__GOAL__. Lay out the lines of every one of the records below as a JSON list of strings, one string per line, with blank lines left out.

__Stored dataset items__.
---

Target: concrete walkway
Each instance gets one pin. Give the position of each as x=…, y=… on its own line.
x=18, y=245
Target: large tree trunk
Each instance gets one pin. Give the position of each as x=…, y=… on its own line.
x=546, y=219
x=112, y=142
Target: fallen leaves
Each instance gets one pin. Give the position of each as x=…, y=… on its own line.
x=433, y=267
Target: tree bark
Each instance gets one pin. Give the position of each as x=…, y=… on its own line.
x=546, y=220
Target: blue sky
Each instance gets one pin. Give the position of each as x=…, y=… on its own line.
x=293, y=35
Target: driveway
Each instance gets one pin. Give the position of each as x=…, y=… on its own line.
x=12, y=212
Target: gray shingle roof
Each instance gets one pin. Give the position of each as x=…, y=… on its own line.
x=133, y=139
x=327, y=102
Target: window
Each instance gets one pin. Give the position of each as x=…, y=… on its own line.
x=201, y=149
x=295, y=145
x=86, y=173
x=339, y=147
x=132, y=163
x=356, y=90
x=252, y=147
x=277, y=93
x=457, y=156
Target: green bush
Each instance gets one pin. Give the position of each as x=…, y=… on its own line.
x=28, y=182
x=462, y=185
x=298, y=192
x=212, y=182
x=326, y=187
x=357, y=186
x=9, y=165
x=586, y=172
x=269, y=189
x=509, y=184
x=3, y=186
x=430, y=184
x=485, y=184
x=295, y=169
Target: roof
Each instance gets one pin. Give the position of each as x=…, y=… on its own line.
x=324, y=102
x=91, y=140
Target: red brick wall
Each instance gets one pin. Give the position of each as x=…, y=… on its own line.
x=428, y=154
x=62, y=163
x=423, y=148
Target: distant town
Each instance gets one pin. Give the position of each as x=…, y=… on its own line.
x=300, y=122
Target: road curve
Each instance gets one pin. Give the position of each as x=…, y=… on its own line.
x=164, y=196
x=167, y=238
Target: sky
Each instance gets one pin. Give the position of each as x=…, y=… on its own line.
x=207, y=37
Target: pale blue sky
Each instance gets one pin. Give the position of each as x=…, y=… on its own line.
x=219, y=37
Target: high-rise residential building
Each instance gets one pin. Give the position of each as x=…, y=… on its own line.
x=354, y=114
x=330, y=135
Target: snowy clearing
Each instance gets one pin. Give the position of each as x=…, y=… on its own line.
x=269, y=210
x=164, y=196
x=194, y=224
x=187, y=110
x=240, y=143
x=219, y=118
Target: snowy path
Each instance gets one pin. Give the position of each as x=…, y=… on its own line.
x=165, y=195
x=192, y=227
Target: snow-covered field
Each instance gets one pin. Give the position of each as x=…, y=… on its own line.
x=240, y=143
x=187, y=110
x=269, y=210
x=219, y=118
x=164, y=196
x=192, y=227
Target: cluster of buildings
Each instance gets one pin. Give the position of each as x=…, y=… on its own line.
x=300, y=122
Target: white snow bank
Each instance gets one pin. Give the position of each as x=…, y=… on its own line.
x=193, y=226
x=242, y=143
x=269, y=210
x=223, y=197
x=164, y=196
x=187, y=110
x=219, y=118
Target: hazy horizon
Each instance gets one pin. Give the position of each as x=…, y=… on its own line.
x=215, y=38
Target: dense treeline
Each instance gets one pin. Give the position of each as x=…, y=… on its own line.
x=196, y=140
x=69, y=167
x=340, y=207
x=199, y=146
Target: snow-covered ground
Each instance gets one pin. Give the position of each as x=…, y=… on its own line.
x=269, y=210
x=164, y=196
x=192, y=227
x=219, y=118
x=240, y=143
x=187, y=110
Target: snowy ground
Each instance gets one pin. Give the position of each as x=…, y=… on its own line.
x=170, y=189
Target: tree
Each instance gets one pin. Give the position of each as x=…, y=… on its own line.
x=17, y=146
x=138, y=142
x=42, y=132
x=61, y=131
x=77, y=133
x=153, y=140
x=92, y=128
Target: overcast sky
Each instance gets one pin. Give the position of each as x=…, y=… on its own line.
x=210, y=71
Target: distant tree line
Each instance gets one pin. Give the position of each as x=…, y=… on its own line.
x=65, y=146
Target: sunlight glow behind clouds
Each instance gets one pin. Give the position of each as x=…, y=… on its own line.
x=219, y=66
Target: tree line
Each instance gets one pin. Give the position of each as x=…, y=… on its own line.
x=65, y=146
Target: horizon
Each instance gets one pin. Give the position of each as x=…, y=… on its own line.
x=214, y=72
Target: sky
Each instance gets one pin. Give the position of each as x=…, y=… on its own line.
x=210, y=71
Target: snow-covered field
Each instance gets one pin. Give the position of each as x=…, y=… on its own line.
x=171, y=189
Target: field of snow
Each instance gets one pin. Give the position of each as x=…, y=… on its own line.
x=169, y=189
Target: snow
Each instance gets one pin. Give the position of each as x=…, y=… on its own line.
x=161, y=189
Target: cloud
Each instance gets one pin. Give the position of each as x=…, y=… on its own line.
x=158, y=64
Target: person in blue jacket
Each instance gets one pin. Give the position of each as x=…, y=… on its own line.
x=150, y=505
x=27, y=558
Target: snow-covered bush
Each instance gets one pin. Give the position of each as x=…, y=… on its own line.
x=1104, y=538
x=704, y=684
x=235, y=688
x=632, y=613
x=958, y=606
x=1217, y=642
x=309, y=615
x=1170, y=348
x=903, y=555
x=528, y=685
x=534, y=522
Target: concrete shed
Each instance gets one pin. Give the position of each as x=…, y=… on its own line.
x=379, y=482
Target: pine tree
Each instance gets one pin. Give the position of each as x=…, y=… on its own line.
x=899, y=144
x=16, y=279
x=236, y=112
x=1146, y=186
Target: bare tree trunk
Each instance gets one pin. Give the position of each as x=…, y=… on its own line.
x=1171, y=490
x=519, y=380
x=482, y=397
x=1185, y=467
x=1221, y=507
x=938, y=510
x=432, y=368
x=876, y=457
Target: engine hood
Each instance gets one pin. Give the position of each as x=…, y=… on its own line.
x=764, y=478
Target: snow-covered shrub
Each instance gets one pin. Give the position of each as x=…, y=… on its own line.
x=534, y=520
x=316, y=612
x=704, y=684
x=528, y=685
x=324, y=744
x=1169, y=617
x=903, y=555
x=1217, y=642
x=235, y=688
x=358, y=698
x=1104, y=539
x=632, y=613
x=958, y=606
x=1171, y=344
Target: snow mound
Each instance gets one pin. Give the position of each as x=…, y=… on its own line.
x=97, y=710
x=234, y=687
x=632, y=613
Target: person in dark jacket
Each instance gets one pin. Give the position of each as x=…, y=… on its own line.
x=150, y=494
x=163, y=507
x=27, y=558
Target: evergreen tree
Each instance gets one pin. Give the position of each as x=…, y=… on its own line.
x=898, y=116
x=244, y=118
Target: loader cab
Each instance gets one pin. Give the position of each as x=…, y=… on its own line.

---

__ANSWER IN FULL__.
[
  "Target: concrete walkway",
  "Each instance gets one pin. Give the position of each as x=…, y=… on its own line.",
  "x=18, y=245",
  "Target: large tree trunk",
  "Each instance gets one pin. Give the position of each as x=…, y=… on its own line.",
  "x=546, y=219",
  "x=112, y=142",
  "Target: fallen leaves",
  "Each instance gets one pin. Give the position of each as x=…, y=… on its own line.",
  "x=433, y=267",
  "Target: tree bark",
  "Each instance gets one pin. Give the position of each as x=…, y=… on its own line.",
  "x=546, y=220",
  "Target: blue sky",
  "Each instance gets one pin. Give the position of each as x=…, y=… on its own line.",
  "x=293, y=35",
  "Target: driveway",
  "Each instance gets one pin. Give the position of each as x=…, y=… on its own line.",
  "x=12, y=212",
  "Target: gray shingle roof",
  "Each instance gets one pin. Give the position of each as x=…, y=… on its own line.",
  "x=133, y=139",
  "x=327, y=102",
  "Target: window",
  "Each instance gets one pin. Give the position of each as x=…, y=… on its own line.",
  "x=201, y=149",
  "x=295, y=145",
  "x=86, y=173",
  "x=339, y=147",
  "x=132, y=163",
  "x=356, y=90",
  "x=252, y=147",
  "x=277, y=93",
  "x=457, y=156",
  "Target: green bush",
  "Each instance gets one pin. Give the position of each as x=…, y=… on its own line.",
  "x=28, y=182",
  "x=462, y=185",
  "x=298, y=192",
  "x=212, y=182",
  "x=326, y=187",
  "x=357, y=186",
  "x=9, y=165",
  "x=586, y=172",
  "x=269, y=189",
  "x=509, y=184",
  "x=3, y=186",
  "x=430, y=184",
  "x=485, y=184",
  "x=295, y=169",
  "Target: roof",
  "Each instance gets one pin. Give the position of each as x=…, y=… on its own line.",
  "x=324, y=102",
  "x=91, y=140",
  "Target: red brick wall",
  "Each instance gets one pin. Give the position of each as x=…, y=… on its own line.",
  "x=428, y=154",
  "x=62, y=163",
  "x=423, y=148",
  "Target: distant town",
  "Each instance gets one pin. Give the position of each as x=…, y=… on its own line.",
  "x=300, y=122",
  "Target: road curve",
  "Each instance gets one pin. Give the position of each as x=…, y=… on its own line.",
  "x=164, y=196",
  "x=167, y=238",
  "Target: sky",
  "Each instance gets one pin. Give the position of each as x=…, y=… on its own line.",
  "x=207, y=37",
  "Target: pale blue sky",
  "Each instance gets one pin. Give the position of each as x=…, y=… on its own line.",
  "x=219, y=37",
  "Target: high-rise residential building",
  "Each instance gets one pin. Give the position of each as x=…, y=… on its own line.",
  "x=354, y=114",
  "x=330, y=135",
  "Target: snowy clearing",
  "Each instance gets one pin. Give the position of each as x=…, y=… on its own line.",
  "x=269, y=210",
  "x=164, y=196",
  "x=194, y=224",
  "x=187, y=110",
  "x=240, y=143",
  "x=219, y=118",
  "Target: snowy path",
  "Each instance gets one pin. Give the position of each as x=…, y=… on its own line.",
  "x=165, y=195",
  "x=192, y=227",
  "Target: snow-covered field",
  "Each instance gets one pin. Give the position of each as x=…, y=… on its own line.",
  "x=240, y=143",
  "x=187, y=110",
  "x=269, y=210",
  "x=219, y=118",
  "x=164, y=196",
  "x=192, y=227",
  "Target: cluster of buildings",
  "Each instance gets one pin. Give the position of each as x=…, y=… on its own line.",
  "x=300, y=122",
  "Target: white snow bank",
  "Each instance gets one pin. Give the position of each as x=…, y=… on its own line.",
  "x=193, y=226",
  "x=242, y=143",
  "x=269, y=210",
  "x=223, y=197",
  "x=164, y=196",
  "x=187, y=110",
  "x=219, y=118",
  "Target: hazy horizon",
  "Each instance gets one pin. Give the position of each as x=…, y=… on its own line.",
  "x=215, y=38",
  "Target: dense treeline",
  "Each instance gets one pin. Give the position of each as x=…, y=… on its own line.",
  "x=196, y=140",
  "x=69, y=167",
  "x=340, y=207",
  "x=199, y=146",
  "Target: snow-covered ground",
  "Each instance gets one pin. Give the position of each as x=…, y=… on its own line.",
  "x=269, y=210",
  "x=164, y=196",
  "x=192, y=227",
  "x=219, y=118",
  "x=240, y=143",
  "x=187, y=110",
  "Target: snowy ground",
  "Each instance gets one pin. Give the position of each as x=…, y=… on its own line.",
  "x=170, y=189",
  "Target: tree",
  "Each instance gets one pin. Give the position of each as x=…, y=… on its own line.",
  "x=17, y=146",
  "x=138, y=142",
  "x=42, y=132",
  "x=61, y=131",
  "x=77, y=133",
  "x=153, y=140",
  "x=92, y=128",
  "Target: overcast sky",
  "Each instance gets one pin. Give the position of each as x=…, y=… on its own line.",
  "x=210, y=71",
  "Target: distant tree line",
  "Each instance gets one pin. Give the position of each as x=…, y=… on its own line.",
  "x=65, y=146",
  "Target: sunlight glow behind clouds",
  "Each instance gets one pin. Give the position of each as x=…, y=… on its own line.",
  "x=219, y=66",
  "Target: tree line",
  "Each instance gets one pin. Give the position of each as x=…, y=… on its own line.",
  "x=65, y=146",
  "Target: horizon",
  "Each instance gets one pin. Give the position of each as x=…, y=… on its own line.",
  "x=214, y=72",
  "Target: sky",
  "Each instance gets one pin. Give the position of each as x=…, y=… on its own line.",
  "x=210, y=71",
  "Target: snow-covered field",
  "Each instance gets one pin. Give the position of each as x=…, y=… on its own line.",
  "x=171, y=189",
  "Target: field of snow",
  "Each instance gets one pin. Give the position of each as x=…, y=… on its own line.",
  "x=169, y=189",
  "Target: snow",
  "Each instance gets one pin. Give the position of each as x=…, y=… on its own line.",
  "x=161, y=189",
  "Target: cloud",
  "Each instance gets one pin. Give the position of each as x=…, y=… on its own line.",
  "x=158, y=64",
  "Target: person in blue jacket",
  "Each instance gets one pin. Give the position of each as x=…, y=… on its own line.",
  "x=150, y=505",
  "x=27, y=558",
  "Target: snow-covered bush",
  "Each instance gets one pin. Give the position of each as x=…, y=… on its own line.",
  "x=1104, y=538",
  "x=704, y=684",
  "x=235, y=688",
  "x=632, y=613",
  "x=958, y=606",
  "x=1217, y=642",
  "x=309, y=615",
  "x=1170, y=348",
  "x=903, y=555",
  "x=528, y=685",
  "x=534, y=522",
  "Target: concrete shed",
  "Each instance gets one pin. Give the position of each as x=…, y=… on its own line.",
  "x=379, y=482",
  "Target: pine tree",
  "Each instance gets one pin. Give the position of each as x=…, y=… on its own line.",
  "x=899, y=144",
  "x=16, y=279",
  "x=236, y=112",
  "x=1146, y=186",
  "Target: bare tree trunk",
  "Each instance gets one pin. Give the position of each as x=…, y=… on its own line.",
  "x=1171, y=490",
  "x=519, y=380",
  "x=482, y=397",
  "x=1185, y=467",
  "x=1221, y=507",
  "x=938, y=510",
  "x=432, y=368",
  "x=876, y=457",
  "Target: engine hood",
  "Each instance gets one pin. Give the position of each as x=…, y=… on its own line.",
  "x=764, y=478",
  "Target: snow-covered shrub",
  "Each instance gets one pin. Give the position of each as x=…, y=… on its own line.",
  "x=534, y=520",
  "x=316, y=612",
  "x=704, y=684",
  "x=528, y=685",
  "x=324, y=744",
  "x=1169, y=617",
  "x=903, y=555",
  "x=1217, y=642",
  "x=235, y=688",
  "x=358, y=698",
  "x=1104, y=539",
  "x=632, y=613",
  "x=958, y=606",
  "x=1171, y=344",
  "Target: snow mound",
  "Each instance gets one pin. Give the position of each as x=…, y=… on its own line.",
  "x=97, y=710",
  "x=234, y=687",
  "x=632, y=613",
  "Target: person in dark jacket",
  "Each instance gets one pin. Give the position of each as x=…, y=… on its own line.",
  "x=150, y=494",
  "x=163, y=507",
  "x=27, y=558",
  "Target: evergreen tree",
  "Each instance gets one pin. Give the position of each as x=…, y=… on its own line.",
  "x=898, y=116",
  "x=244, y=118",
  "Target: loader cab",
  "Each instance gets one pin. Give the position of each as x=…, y=… on its own line."
]